■ TEXT SECTION
= = =

He was a very happy man. He was full of the spirit of triumph and full of hope and courage with respect to the future.

He fully realized that a great opportunity had come to him for usefulness to both his party and his country, and was determined to embrace and improve that opportunity to the utmost.

I had the same opinion and entertained the most optimistic expectations as to his forthcoming administration. He went out of office saying, according to a published interview, that he had "had a bully good time," and expressing the thought that he "had made good."

I am sure he did have a "bully good time," and that as to most matters he "made good," but in some particulars there is at least room for argument. At any rate I was compelled to disagree with him as to some important questions, of which I shall speak in the next chapter; not, however, either offensively or defensively, but only because not to do so would be to leave these notes incomplete.

While testifying (April 23, 1915) as a witness in his own behalf in the Barnes libel suit, he said, speaking of me, according to newspaper reports, that I had bitterly opposed him, but "nevertheless he always had for me a great liking." This was a kind expression which I not only appreciate but fully reciprocate, and never more so than now when "watchful waiting," truckling to Colombia and the Panama Canal surrender combine to recall in refreshing contrast his stalwart Americanism, his virile character, his fearless courage and his rugged and aggressive way of doing things that ought to be done.

CHAPTER XL.

DIFFERENCES WITH PRESIDENT ROOSEVELT.

PRIOR to President Roosevelt's election in 1904, he and

I had never had any serious differences of opinion about public affairs. Later I differed with him in a broad way as to the Initiative, the Referendum, the Recall and all the other Socialistic ideas, as I regarded them, that had been advocated by W. J. Bryan and other Democrats, and by Socialistic leaders generally, to the extent he adopted and advocated them.

= = =

■ DATASET EXTRACT
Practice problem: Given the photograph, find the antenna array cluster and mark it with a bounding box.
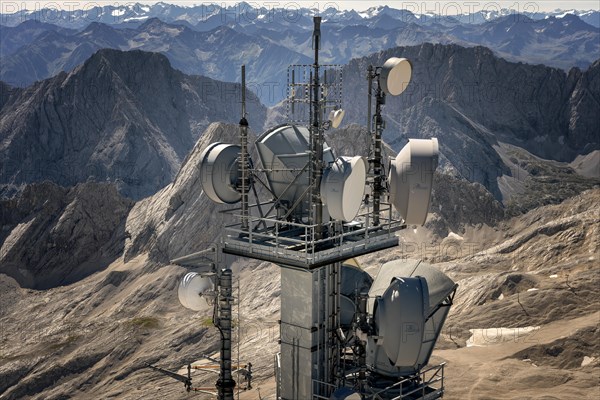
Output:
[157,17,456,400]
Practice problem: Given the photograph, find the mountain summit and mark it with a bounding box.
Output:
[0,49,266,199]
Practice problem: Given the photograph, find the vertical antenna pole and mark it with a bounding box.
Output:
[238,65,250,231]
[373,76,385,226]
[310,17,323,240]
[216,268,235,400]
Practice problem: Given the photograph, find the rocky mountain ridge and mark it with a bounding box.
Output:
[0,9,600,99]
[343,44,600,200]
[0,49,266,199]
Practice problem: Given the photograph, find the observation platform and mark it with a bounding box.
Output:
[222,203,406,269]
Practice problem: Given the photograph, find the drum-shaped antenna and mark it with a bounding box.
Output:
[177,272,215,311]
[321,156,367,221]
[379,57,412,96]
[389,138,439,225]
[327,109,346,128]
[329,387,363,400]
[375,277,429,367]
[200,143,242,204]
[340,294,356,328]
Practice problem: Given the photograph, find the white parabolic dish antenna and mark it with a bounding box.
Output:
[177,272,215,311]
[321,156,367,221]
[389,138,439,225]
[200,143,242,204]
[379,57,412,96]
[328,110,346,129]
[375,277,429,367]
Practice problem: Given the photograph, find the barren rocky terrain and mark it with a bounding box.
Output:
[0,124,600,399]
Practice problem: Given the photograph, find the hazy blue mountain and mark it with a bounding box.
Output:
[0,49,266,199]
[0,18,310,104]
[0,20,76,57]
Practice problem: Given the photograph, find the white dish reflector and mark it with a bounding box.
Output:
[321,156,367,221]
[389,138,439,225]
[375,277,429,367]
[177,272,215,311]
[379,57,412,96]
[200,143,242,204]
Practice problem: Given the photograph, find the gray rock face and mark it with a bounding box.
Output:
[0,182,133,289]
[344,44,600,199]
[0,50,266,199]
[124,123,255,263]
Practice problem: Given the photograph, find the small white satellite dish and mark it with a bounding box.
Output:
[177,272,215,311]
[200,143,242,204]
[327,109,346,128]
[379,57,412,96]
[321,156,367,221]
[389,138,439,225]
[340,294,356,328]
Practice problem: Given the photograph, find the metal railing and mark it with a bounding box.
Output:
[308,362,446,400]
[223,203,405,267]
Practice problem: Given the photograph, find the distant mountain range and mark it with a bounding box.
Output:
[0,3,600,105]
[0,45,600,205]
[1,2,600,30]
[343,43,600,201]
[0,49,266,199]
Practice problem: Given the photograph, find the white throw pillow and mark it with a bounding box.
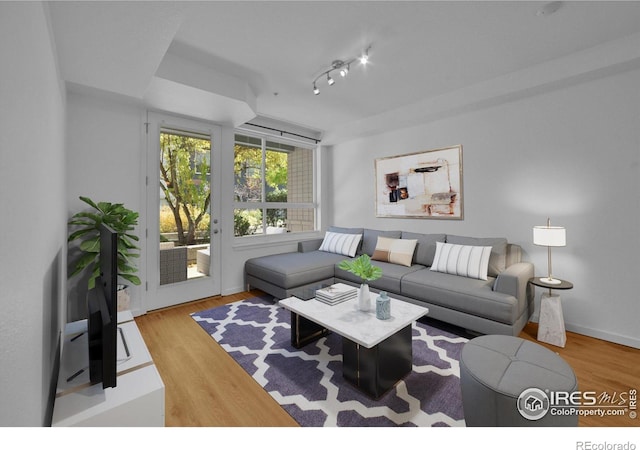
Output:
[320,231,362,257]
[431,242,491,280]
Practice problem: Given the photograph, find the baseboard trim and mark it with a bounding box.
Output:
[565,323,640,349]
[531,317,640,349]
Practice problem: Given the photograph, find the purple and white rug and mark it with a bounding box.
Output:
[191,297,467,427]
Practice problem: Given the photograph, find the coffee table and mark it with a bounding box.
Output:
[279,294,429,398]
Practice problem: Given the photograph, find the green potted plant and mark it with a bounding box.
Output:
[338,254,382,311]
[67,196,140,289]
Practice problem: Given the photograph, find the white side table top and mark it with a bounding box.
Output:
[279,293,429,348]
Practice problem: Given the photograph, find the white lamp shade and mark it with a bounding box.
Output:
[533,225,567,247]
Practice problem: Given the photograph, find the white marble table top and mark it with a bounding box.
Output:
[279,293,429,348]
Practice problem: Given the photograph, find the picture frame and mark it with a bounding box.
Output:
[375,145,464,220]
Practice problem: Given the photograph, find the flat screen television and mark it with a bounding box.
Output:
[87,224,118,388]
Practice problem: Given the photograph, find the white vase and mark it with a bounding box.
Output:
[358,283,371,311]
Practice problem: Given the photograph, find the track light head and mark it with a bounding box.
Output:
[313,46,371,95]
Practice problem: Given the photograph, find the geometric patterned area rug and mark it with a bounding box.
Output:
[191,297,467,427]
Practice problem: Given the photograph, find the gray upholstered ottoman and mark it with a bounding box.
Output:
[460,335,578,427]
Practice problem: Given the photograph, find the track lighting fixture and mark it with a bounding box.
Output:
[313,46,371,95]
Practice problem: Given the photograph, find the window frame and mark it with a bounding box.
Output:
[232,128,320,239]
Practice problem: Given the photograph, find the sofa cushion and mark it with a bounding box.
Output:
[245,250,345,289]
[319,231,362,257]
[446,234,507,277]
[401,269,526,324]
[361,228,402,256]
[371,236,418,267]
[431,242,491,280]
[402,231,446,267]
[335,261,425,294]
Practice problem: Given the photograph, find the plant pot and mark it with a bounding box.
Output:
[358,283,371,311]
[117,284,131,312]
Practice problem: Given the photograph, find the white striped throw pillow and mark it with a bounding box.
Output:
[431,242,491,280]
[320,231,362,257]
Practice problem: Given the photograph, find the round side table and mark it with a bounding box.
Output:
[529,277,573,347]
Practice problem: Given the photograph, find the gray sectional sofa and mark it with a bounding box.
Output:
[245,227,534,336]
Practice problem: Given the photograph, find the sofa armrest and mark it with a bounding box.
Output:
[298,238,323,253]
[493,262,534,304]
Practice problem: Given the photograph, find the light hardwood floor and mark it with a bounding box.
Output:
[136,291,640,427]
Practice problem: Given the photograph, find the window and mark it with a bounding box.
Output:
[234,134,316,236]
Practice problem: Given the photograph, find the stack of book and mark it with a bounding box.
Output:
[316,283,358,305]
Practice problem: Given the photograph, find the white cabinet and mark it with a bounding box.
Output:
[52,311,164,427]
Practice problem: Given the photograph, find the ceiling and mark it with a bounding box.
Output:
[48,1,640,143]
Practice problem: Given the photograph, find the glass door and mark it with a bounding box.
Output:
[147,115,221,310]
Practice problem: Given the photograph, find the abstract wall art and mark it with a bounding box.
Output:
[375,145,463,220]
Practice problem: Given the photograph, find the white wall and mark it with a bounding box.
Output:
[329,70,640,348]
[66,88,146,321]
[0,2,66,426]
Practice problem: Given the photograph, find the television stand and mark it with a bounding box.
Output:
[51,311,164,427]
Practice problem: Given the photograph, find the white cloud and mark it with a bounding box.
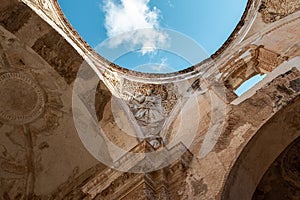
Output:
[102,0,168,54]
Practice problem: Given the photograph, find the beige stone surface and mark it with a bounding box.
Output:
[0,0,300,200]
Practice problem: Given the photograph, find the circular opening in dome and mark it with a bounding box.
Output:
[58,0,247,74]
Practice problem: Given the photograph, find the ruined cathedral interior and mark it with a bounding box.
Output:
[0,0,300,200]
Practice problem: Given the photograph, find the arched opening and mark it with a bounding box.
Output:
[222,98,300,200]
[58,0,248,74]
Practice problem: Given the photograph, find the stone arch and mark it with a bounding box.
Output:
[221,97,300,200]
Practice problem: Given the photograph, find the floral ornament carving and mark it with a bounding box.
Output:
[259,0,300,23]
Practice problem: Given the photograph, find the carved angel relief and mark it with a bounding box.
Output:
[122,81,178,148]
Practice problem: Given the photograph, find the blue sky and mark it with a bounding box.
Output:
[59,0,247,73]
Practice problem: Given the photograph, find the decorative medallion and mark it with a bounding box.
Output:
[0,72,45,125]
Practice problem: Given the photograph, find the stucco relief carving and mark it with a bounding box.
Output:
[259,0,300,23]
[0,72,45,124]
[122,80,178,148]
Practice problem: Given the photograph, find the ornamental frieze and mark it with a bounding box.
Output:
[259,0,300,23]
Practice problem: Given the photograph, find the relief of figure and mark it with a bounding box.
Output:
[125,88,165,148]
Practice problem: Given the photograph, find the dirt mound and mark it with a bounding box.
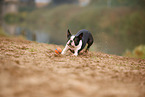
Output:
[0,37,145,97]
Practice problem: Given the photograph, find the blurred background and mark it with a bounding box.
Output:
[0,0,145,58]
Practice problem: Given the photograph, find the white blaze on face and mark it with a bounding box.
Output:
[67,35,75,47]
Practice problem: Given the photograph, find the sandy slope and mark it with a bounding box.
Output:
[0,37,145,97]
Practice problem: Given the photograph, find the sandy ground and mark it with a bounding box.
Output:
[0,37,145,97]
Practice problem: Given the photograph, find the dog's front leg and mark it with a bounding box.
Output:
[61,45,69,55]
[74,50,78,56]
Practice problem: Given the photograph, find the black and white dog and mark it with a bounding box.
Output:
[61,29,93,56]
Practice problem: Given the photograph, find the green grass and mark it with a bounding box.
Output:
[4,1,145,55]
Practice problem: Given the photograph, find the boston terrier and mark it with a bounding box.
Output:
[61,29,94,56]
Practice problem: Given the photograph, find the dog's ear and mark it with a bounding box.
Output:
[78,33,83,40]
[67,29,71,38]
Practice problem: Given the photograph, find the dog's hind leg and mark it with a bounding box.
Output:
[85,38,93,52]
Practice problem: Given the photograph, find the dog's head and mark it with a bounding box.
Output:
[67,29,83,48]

= = =

Extend the passage about President Roosevelt, picking up right after its last sentence.

■ RESPONSE TO THE EXERCISE
It is not my purpose to speak in this connection of that difference, but rather of three matters that presented themselves in concrete form, about which my Senatorial duties required me to differ with him positively and earnestly. They were Joint Statehood for New Mexico and Arizona, the conferring of the rate making power on the Interstate Commerce Commission and the Brownsville shooting affray, on account of which he discharged a whole battalion of the 25th Infantry, colored troops, without sufficient evidence as I thought then and still think.

In the Senate I discussed at length and repeatedly all these subjects generally and in detail. It never occurred to me in connection with the question of Joint Statehood for New Mexico and Arizona, or the discussion of the rate bill, that I was either saying or doing anything that would give him offense, or cause him to have any kind of ill feeling. I assumed that he was strong enough and broadminded enough and had respect enough for my duties as a Senator to accord me the privilege of differing from him and of maintaining and advocating with respect to such differences such views as my convictions of duty might lead me to entertain.

I am sure if there had been only these two differences there would not have been any trouble-not more at least than a mere temporary disappointment.

As to the Brownsville matter it was different, but I shall deal with that in another chapter.

So far as the Statehood matter is concerned that has already been, perhaps, sufficiently dealt with. If I add anything at all to what has been said, let it be that the President first officially announced his position in favor of Joint Statehood in his Message sent to Congress December 5, 1905. On this subject he said:

I recommend that Indian Territory and Oklahoma be admitted as one State and that New Mexico and Arizona be admitted as one State. There is no obligation upon us to treat territorial subdivisions, which are matters of convenience only, as binding us on the question of admission to statehood. Nothing has taken up more time in the Congress during the past few years than the question as to the statehood to be granted to the four Territories above mentioned, and after careful consideration of all that has been developed in the discussions of the question, I recommend that they be immediately admitted as two States. There is no justification for further delay; and the advisability of making the four Territories into two States has been clearly established.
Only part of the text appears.